> _Work to be completed_:
Return each line of the data below that contains the string "white". Matching is case-sensitive.

> _Data rows_:
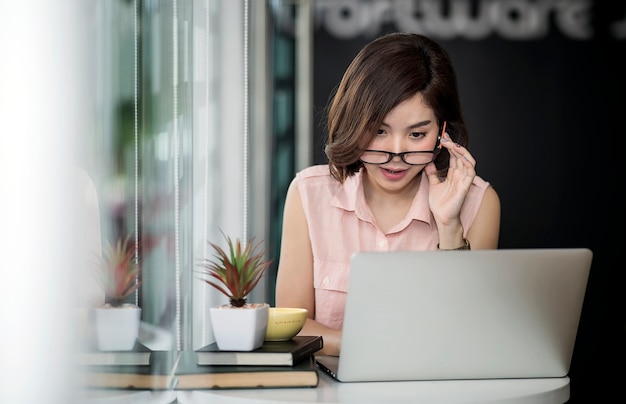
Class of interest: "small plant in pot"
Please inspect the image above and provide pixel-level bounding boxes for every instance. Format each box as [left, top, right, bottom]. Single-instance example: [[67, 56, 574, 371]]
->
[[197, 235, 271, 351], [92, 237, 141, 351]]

---

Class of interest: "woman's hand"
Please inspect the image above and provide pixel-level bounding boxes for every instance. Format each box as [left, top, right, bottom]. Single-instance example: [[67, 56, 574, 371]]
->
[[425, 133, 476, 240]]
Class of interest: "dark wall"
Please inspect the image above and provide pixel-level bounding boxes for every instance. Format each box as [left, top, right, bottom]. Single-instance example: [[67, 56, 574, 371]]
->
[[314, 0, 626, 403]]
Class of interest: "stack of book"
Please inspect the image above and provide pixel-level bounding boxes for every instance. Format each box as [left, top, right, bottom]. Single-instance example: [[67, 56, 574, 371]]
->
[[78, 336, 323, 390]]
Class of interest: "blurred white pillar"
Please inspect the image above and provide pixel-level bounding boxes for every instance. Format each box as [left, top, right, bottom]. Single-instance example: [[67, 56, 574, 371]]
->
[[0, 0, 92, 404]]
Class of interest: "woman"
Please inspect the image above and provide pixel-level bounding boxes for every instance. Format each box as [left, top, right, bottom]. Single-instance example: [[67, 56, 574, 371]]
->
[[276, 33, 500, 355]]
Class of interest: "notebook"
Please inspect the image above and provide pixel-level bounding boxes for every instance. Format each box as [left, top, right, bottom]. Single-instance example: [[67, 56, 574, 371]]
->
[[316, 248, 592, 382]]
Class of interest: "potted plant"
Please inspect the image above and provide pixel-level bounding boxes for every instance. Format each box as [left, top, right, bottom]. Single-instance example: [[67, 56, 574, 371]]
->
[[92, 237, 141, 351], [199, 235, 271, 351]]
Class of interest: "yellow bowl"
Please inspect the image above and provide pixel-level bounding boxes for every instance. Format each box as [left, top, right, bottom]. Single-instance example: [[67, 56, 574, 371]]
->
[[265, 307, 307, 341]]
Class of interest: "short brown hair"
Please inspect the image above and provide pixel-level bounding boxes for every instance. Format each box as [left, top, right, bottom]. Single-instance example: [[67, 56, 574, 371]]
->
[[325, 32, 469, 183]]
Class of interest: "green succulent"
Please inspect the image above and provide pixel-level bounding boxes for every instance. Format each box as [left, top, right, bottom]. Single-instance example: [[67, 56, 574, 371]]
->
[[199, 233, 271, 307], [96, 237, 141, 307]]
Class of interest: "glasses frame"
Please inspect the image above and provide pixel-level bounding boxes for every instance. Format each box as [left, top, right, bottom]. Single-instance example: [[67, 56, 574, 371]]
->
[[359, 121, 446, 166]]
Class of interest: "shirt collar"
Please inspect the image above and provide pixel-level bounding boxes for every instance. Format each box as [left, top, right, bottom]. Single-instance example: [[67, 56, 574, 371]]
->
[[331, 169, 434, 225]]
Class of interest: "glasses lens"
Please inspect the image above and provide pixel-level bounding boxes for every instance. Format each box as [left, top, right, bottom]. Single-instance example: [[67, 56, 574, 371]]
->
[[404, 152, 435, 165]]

--

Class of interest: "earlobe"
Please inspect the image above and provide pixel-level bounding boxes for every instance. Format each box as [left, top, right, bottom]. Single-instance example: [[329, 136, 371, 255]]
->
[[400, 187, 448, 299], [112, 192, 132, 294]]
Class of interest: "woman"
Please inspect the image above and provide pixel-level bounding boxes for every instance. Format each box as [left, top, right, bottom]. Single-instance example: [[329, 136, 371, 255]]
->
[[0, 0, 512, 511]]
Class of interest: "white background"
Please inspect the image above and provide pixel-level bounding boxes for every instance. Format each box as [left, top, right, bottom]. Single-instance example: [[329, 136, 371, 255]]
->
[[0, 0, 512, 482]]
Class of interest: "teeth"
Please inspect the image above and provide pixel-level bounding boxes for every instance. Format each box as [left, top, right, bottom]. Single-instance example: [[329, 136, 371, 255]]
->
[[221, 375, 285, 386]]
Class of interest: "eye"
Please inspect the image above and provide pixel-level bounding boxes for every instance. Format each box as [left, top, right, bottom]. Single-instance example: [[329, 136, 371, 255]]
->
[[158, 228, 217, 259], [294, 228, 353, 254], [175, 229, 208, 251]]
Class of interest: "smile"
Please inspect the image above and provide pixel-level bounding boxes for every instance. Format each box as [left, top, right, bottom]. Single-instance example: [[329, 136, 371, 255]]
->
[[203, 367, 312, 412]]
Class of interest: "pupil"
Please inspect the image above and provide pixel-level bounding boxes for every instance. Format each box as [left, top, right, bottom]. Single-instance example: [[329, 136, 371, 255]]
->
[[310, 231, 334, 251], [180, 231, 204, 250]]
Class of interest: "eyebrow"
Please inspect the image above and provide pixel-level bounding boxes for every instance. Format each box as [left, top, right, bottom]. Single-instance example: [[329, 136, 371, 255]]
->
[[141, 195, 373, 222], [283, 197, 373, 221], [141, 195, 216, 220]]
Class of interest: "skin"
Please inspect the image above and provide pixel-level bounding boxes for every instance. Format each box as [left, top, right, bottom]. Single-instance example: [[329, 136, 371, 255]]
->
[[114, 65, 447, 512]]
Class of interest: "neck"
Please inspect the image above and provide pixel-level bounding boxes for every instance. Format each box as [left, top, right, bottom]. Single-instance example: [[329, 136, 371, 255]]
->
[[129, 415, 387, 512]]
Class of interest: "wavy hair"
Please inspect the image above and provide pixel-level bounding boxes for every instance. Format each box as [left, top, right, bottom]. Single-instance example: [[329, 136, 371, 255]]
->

> _Answer to the problem_:
Class of interest: "blurred white pillar"
Class of interest: "white background"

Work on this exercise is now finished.